BEGIN Provided records
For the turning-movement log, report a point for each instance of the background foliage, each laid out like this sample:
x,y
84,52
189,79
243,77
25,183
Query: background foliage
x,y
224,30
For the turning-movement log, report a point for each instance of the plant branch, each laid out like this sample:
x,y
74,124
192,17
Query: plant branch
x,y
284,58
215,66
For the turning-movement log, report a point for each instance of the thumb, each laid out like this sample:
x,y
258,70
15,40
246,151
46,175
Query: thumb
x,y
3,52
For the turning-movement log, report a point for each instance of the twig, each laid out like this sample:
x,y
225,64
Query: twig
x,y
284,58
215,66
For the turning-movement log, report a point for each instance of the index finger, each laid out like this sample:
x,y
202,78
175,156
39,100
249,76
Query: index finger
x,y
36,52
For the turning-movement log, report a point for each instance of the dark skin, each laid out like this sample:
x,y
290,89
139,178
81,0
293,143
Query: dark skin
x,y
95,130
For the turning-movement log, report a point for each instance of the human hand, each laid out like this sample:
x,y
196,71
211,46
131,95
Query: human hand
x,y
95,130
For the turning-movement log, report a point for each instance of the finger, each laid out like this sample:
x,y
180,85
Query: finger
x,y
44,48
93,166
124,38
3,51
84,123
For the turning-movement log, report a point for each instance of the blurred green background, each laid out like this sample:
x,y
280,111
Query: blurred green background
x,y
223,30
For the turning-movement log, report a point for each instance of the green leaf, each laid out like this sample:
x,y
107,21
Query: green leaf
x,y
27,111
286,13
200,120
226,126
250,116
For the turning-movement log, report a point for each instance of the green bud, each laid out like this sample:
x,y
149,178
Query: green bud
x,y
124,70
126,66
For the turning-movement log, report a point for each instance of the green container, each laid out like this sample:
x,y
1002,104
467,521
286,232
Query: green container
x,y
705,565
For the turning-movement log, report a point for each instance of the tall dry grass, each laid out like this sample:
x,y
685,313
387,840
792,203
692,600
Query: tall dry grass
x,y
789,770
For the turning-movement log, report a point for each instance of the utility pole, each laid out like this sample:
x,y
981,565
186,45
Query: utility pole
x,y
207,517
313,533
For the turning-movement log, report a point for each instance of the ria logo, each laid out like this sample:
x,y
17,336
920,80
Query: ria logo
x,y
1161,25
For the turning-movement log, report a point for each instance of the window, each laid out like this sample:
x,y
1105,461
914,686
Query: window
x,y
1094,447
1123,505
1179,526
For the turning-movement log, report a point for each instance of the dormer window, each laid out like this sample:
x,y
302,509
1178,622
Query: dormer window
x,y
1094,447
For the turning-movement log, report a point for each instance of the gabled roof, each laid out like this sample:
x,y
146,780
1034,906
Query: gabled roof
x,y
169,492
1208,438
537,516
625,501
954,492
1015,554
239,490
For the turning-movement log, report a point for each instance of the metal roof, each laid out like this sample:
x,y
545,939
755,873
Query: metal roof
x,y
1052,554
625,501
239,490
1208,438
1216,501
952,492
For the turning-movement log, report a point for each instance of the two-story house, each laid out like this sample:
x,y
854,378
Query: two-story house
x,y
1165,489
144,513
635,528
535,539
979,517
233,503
END Provided records
Starting at the line that has "of the utility" and continuing through the last of the rows, rewrite those lines with "metal roof" renamed to "tin roof" and everything else left unchanged.

§ **The response**
For the turning-movement log, report a point for each instance of the utility pole, each laid out like this sample:
x,y
981,565
186,45
Query: utility pole
x,y
207,517
313,533
For the turning-movement log, report a point for each instance of the ria logo, each laid out like this sample:
x,y
17,336
920,80
Query: ria logo
x,y
1161,25
For the turning-movement log, report a point for each instance of the window, each laid out like this sample:
x,y
1105,461
914,686
Query: window
x,y
1094,447
1123,505
1179,526
For the turning-movement log, report a point for each instance of the dormer window, each laid out like this sample:
x,y
302,509
1178,622
Query: dormer window
x,y
1094,447
For the turning-movement log, report a point for each instance of the gabled roof, each laid out like this sample:
x,y
146,780
1034,906
Query: gabled roof
x,y
169,492
1208,438
537,516
625,501
954,492
1015,554
239,490
For the turning-movement log, report a point for each instance of the tin roof, each laid out like this sample:
x,y
545,939
755,873
Query: tin roof
x,y
1052,554
625,501
239,490
1208,438
1216,501
952,492
For the turning-movement log, report a point for each instance of the two-story house, each laid out like this sample:
x,y
854,378
Query: two-story house
x,y
1165,489
144,513
635,528
535,539
979,517
233,503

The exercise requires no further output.